# Given problem:
Copy the rows from the beginning through the line containing "525 126 770 231", switching "screen" to "image" and keeping everything else the same. Omit the pictures from your answer.

A block of data:
######

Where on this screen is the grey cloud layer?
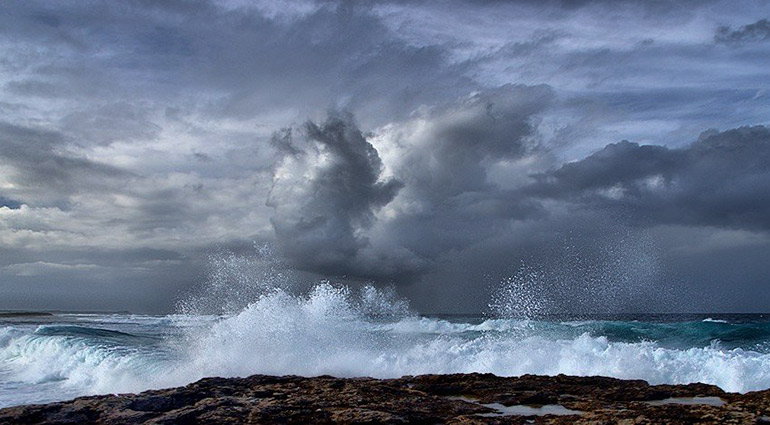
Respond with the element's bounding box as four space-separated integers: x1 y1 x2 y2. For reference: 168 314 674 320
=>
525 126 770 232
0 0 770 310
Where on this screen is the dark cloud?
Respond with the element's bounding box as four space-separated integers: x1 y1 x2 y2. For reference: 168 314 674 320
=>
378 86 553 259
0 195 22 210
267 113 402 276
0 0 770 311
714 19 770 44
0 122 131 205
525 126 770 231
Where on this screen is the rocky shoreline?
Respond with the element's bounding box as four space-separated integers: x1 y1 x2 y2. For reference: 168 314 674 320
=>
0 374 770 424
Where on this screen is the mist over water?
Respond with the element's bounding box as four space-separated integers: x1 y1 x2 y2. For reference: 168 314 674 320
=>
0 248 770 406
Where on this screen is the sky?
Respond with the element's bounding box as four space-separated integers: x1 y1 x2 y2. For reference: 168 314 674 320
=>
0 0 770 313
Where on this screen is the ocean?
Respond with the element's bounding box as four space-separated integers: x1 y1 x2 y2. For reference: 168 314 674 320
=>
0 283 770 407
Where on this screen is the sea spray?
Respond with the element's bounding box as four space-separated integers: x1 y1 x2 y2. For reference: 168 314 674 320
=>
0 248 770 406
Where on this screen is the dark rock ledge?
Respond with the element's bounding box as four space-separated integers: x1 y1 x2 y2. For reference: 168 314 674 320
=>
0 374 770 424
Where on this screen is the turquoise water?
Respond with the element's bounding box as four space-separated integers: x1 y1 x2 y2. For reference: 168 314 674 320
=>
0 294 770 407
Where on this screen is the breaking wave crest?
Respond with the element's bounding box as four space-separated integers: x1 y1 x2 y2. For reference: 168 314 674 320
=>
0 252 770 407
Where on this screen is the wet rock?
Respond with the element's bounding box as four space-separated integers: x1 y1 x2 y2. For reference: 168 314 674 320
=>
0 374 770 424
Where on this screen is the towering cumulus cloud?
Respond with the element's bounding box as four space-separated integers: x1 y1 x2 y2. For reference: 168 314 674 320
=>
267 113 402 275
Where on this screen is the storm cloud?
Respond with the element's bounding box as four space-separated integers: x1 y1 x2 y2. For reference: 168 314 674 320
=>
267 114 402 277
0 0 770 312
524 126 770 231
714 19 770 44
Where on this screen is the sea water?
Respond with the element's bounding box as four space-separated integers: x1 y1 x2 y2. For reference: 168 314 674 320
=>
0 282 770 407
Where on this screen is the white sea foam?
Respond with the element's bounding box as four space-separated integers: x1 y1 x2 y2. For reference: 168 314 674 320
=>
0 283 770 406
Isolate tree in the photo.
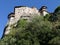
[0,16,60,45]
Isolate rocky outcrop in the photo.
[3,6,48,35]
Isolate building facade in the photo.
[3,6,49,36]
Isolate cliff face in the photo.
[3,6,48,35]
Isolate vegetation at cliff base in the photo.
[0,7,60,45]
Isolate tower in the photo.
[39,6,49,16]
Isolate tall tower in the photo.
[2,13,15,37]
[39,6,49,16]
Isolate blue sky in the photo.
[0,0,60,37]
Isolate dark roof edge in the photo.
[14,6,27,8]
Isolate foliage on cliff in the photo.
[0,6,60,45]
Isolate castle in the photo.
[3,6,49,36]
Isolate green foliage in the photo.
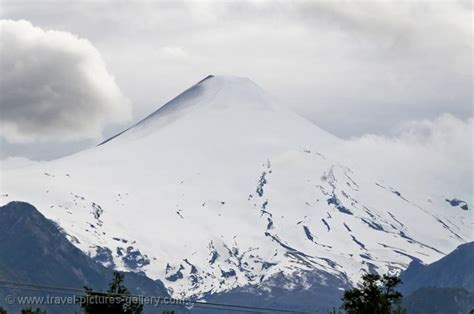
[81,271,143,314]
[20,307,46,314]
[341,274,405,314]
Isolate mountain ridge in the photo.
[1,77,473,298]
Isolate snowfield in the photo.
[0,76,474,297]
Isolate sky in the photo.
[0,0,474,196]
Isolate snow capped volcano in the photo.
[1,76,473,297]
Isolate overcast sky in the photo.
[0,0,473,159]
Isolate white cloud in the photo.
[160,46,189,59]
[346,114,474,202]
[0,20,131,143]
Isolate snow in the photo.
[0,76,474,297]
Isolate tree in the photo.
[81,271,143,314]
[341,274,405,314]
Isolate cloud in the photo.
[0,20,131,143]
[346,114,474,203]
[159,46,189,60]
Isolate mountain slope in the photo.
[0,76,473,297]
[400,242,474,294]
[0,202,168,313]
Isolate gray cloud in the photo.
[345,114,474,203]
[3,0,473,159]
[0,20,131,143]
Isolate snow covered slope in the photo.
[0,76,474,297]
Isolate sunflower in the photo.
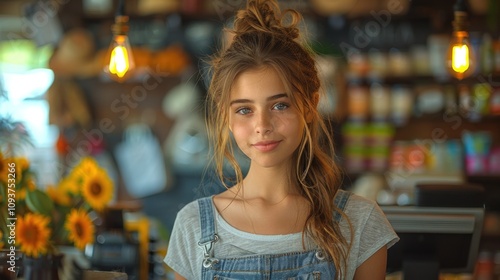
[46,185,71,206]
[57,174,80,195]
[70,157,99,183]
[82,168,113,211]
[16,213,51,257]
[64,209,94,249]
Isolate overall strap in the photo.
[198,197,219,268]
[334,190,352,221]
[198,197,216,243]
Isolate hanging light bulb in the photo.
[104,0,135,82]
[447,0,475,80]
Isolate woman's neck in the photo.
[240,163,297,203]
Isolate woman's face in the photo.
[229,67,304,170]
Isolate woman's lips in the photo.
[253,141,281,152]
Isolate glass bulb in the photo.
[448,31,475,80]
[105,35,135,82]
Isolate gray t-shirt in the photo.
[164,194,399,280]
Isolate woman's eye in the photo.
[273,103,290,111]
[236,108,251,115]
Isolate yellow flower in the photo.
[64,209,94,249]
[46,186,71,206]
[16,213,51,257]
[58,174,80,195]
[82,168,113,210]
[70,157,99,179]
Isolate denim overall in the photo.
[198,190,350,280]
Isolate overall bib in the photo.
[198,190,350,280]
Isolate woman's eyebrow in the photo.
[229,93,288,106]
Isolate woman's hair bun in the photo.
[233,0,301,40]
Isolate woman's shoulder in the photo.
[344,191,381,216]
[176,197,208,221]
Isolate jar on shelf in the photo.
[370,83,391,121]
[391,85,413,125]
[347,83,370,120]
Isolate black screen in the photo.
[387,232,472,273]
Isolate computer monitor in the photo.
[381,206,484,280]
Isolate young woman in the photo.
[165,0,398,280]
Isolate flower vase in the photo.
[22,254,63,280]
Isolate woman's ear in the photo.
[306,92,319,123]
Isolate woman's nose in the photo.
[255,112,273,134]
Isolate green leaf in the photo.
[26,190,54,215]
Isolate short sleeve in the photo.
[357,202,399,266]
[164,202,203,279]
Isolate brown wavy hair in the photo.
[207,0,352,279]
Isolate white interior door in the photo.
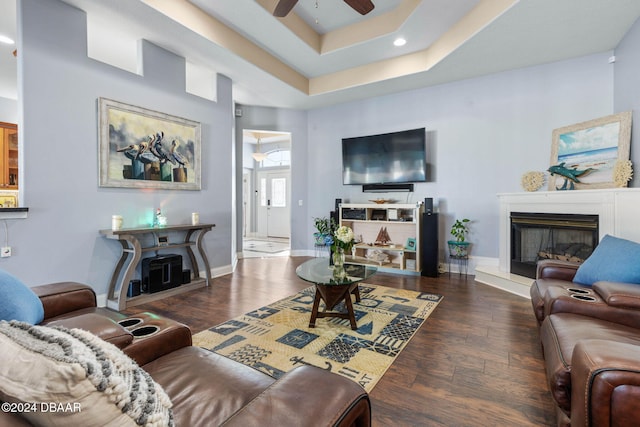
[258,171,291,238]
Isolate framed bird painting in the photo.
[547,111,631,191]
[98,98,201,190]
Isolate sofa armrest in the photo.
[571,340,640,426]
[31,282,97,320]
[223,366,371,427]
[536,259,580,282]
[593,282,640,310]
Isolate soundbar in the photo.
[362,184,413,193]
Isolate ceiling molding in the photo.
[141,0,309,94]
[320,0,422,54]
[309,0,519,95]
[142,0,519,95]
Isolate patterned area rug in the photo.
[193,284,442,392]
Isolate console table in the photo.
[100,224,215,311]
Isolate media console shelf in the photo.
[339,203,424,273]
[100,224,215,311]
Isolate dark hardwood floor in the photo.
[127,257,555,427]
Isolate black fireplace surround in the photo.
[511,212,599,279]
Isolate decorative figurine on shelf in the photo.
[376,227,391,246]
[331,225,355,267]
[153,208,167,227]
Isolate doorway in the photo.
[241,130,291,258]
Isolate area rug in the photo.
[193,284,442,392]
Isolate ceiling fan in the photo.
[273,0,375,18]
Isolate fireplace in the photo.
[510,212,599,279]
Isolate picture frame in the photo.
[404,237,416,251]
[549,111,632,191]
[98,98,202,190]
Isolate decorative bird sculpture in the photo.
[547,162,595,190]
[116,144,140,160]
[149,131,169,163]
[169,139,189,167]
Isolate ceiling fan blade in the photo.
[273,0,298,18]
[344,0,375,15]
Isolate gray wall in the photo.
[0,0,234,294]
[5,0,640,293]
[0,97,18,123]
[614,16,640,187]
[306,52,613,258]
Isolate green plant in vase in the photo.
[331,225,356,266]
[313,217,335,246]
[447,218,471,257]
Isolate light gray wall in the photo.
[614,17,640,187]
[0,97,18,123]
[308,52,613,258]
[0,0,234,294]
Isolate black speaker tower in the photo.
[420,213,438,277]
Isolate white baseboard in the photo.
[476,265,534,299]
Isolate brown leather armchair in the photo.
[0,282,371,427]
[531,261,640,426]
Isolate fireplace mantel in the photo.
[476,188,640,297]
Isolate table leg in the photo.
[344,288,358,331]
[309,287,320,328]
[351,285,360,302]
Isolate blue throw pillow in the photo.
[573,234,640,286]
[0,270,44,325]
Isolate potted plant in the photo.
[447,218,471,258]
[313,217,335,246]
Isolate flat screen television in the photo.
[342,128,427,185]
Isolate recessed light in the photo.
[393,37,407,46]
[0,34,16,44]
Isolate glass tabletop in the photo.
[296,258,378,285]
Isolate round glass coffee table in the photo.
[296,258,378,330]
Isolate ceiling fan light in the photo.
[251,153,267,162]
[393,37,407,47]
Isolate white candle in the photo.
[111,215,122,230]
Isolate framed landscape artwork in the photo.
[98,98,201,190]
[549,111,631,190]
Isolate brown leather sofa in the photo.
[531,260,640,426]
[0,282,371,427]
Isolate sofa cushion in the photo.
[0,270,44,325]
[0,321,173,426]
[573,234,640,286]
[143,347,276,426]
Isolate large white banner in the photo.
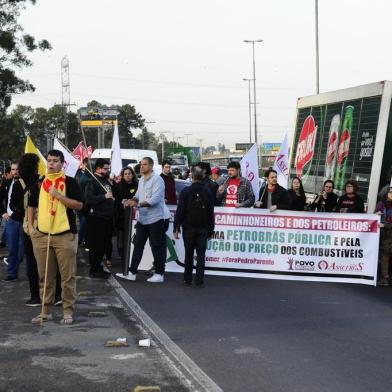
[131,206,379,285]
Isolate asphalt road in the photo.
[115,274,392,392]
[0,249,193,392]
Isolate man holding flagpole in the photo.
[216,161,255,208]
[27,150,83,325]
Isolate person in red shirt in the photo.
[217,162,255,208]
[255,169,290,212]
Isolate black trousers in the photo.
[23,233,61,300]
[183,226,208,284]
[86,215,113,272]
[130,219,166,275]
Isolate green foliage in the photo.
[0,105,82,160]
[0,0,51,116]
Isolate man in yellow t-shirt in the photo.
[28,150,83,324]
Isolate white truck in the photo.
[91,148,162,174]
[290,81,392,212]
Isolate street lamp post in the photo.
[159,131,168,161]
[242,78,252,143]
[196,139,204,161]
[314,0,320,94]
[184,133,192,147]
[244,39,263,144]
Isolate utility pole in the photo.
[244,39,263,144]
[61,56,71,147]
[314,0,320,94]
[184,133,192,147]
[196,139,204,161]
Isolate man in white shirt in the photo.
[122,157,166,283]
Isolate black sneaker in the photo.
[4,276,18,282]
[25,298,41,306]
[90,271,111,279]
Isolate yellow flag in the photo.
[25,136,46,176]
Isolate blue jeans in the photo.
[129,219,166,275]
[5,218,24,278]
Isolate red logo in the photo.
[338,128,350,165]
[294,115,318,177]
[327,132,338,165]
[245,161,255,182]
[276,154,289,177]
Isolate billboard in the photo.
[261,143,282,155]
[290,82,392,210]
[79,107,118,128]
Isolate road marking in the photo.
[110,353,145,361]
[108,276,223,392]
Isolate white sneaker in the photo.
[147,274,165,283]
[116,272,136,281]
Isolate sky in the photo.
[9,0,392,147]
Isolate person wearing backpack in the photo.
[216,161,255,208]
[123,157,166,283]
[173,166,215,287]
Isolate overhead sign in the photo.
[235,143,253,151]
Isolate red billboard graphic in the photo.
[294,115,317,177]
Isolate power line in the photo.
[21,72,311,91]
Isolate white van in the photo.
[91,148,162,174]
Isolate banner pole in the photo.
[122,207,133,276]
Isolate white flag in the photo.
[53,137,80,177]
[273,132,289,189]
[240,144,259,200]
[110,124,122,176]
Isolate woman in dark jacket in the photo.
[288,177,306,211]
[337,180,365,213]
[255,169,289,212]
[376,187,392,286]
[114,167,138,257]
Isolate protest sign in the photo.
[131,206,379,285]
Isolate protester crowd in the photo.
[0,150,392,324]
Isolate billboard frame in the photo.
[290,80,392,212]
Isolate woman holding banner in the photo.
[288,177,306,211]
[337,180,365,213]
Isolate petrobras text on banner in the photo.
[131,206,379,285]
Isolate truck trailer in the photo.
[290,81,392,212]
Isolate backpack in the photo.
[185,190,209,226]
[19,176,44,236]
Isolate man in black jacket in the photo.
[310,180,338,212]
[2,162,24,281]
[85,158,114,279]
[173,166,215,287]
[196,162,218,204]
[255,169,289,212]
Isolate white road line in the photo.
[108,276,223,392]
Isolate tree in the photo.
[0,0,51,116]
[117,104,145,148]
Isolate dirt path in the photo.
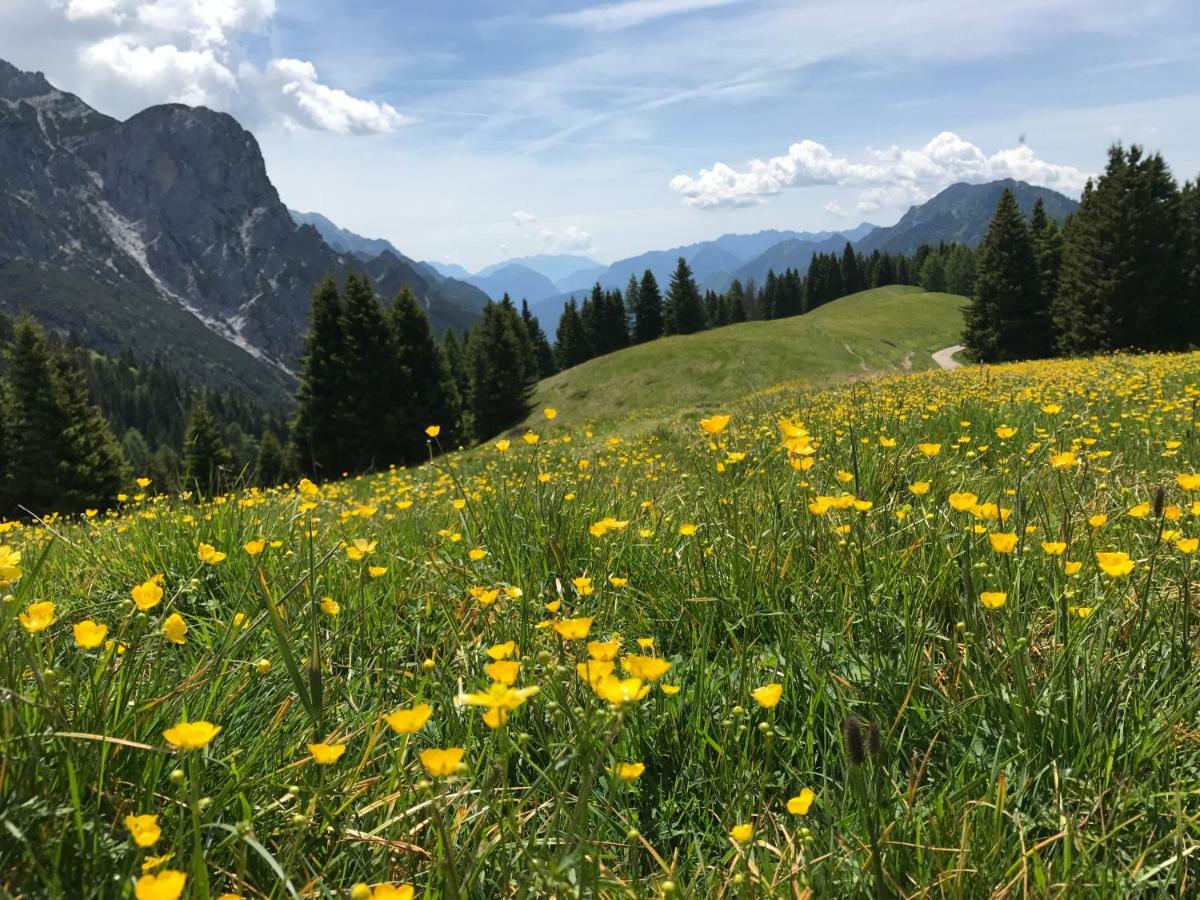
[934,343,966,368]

######

# The response:
Where on this image is the grey cloud layer?
Respond with the element's bounding box as four space-separated integers: x1 y1 x2 y2. For reference: 168 314 674 320
=>
525 126 770 232
0 0 770 310
Where on this image is the dark cloud?
Respond with the element's bounding box as four space-separated integers: x1 y1 x2 y2. For reference: 168 314 674 320
=>
378 86 553 259
0 195 22 210
267 113 402 276
0 0 770 311
714 19 770 44
0 122 131 205
525 126 770 231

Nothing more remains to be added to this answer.